**WHAT TO WORK ON:** How many lines in the records below contain the word "negative"? Reply with the number alone.

**RECORDS FOR THIS EXERCISE:**
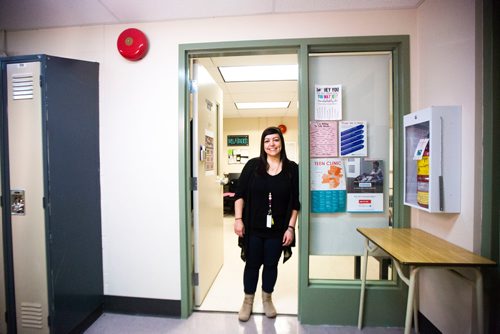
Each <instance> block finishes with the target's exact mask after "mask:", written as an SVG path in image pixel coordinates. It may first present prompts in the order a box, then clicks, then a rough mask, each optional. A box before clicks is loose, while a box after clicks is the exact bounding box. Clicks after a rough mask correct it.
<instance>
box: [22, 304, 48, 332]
mask: <svg viewBox="0 0 500 334" xmlns="http://www.w3.org/2000/svg"><path fill="white" fill-rule="evenodd" d="M21 326H22V327H25V328H39V329H41V328H42V327H43V323H42V304H38V303H21Z"/></svg>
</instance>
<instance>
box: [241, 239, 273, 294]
mask: <svg viewBox="0 0 500 334" xmlns="http://www.w3.org/2000/svg"><path fill="white" fill-rule="evenodd" d="M281 244H282V240H281V239H280V238H262V237H258V236H252V235H251V236H249V238H248V245H247V259H246V264H245V271H244V272H243V285H244V289H245V293H246V294H251V295H252V294H254V293H255V290H257V282H258V281H259V270H260V267H261V266H262V265H264V269H263V270H262V290H264V291H265V292H267V293H272V292H273V290H274V285H275V284H276V279H277V278H278V262H279V260H280V257H281V251H282V248H281V247H282V245H281Z"/></svg>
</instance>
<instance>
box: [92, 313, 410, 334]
mask: <svg viewBox="0 0 500 334" xmlns="http://www.w3.org/2000/svg"><path fill="white" fill-rule="evenodd" d="M163 333H171V334H181V333H190V334H197V333H200V334H212V333H213V334H226V333H228V334H237V333H242V334H257V333H258V334H291V333H294V334H330V333H332V334H354V333H367V334H400V333H403V329H402V328H364V329H363V330H358V329H357V328H356V327H341V326H325V325H321V326H312V325H301V324H300V323H299V322H298V320H297V317H295V316H280V315H279V316H278V317H277V318H275V319H268V318H266V317H265V316H262V315H253V316H252V317H251V318H250V320H249V321H248V322H245V323H242V322H239V321H238V316H237V315H236V313H219V312H195V313H193V314H192V315H191V316H190V317H189V318H188V319H185V320H183V319H172V318H155V317H142V316H131V315H121V314H108V313H105V314H103V315H102V316H101V317H100V318H99V319H98V320H97V321H96V322H95V323H94V324H93V325H92V326H91V327H90V328H89V329H88V330H87V331H86V332H85V334H163Z"/></svg>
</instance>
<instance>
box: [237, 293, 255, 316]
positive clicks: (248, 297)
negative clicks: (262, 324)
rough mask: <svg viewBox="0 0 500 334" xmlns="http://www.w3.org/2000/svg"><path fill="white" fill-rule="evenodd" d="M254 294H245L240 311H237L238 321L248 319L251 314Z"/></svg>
mask: <svg viewBox="0 0 500 334" xmlns="http://www.w3.org/2000/svg"><path fill="white" fill-rule="evenodd" d="M254 296H255V295H247V294H245V299H244V300H243V305H241V309H240V313H238V319H239V320H240V321H248V319H250V315H251V314H252V307H253V298H254Z"/></svg>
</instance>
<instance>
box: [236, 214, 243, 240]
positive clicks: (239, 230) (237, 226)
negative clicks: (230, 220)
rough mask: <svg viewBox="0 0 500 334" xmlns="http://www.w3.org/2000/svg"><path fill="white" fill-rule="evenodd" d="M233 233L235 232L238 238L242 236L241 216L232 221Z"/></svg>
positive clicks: (241, 225) (241, 223)
mask: <svg viewBox="0 0 500 334" xmlns="http://www.w3.org/2000/svg"><path fill="white" fill-rule="evenodd" d="M234 233H236V235H237V236H239V237H240V238H243V235H244V234H245V225H244V224H243V220H242V219H241V218H240V219H236V220H235V221H234Z"/></svg>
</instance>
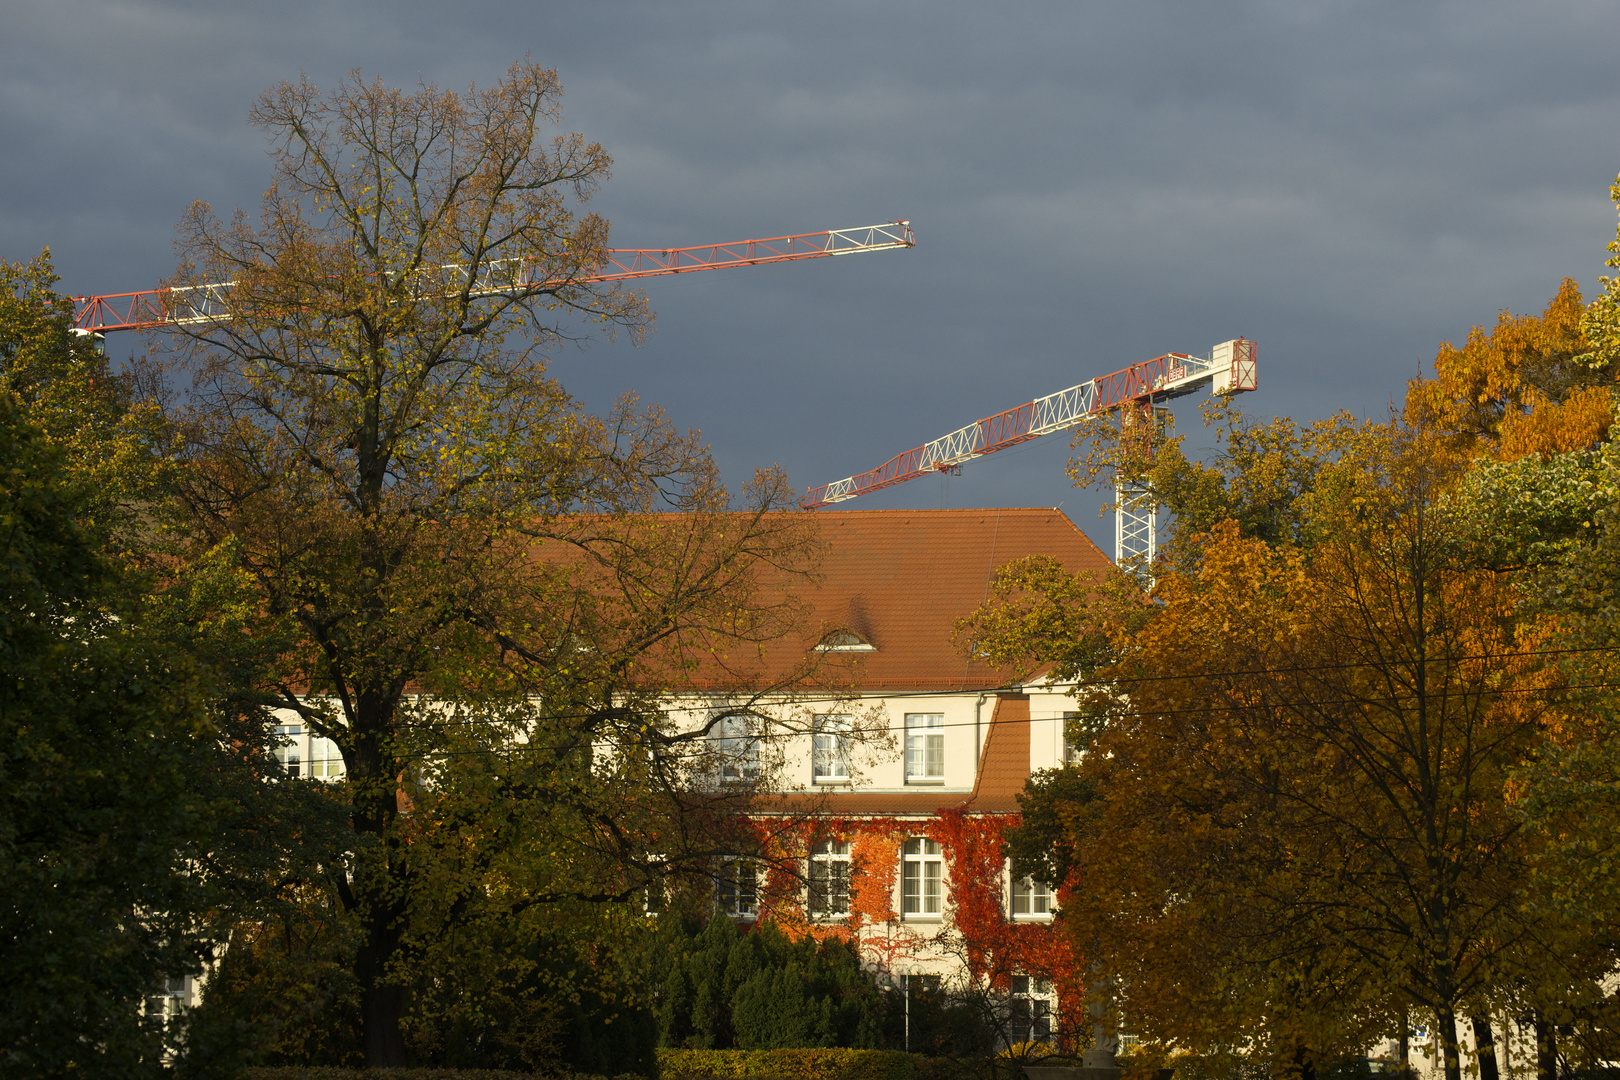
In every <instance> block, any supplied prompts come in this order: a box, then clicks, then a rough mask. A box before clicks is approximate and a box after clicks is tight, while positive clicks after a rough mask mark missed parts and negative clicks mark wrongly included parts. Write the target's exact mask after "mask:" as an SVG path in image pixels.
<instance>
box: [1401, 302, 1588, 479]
mask: <svg viewBox="0 0 1620 1080" xmlns="http://www.w3.org/2000/svg"><path fill="white" fill-rule="evenodd" d="M1599 303H1601V301H1599ZM1589 327H1591V317H1589V314H1588V306H1586V304H1584V303H1581V290H1579V287H1578V285H1576V283H1575V280H1571V279H1563V283H1562V285H1560V287H1558V293H1557V295H1555V296H1554V298H1552V300H1550V301H1547V308H1545V309H1544V311H1542V313H1541V316H1516V314H1511V313H1508V311H1503V313H1502V314H1500V316H1498V317H1497V324H1495V327H1492V329H1490V330H1489V332H1487V330H1486V329H1484V327H1477V325H1476V327H1474V329H1471V330H1469V332H1468V340H1466V342H1464V343H1463V347H1461V348H1456V347H1453V345H1452V343H1450V342H1442V343H1440V350H1439V353H1437V355H1435V359H1434V377H1432V379H1414V381H1413V382H1411V385H1409V387H1408V393H1406V421H1408V423H1409V424H1427V426H1432V427H1435V429H1439V431H1445V432H1450V434H1452V437H1453V440H1455V444H1456V445H1458V447H1460V449H1464V450H1466V452H1471V453H1484V455H1490V457H1497V458H1502V460H1516V458H1523V457H1528V455H1531V453H1541V455H1552V453H1567V452H1571V450H1586V449H1589V447H1592V445H1596V444H1597V442H1601V440H1604V439H1607V436H1609V427H1610V424H1614V419H1615V413H1614V400H1612V393H1614V389H1615V366H1614V363H1610V361H1609V359H1599V361H1596V363H1594V355H1592V347H1591V342H1589V338H1588V337H1586V330H1588V329H1589Z"/></svg>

**SOLUTION TO THIS TASK:** 3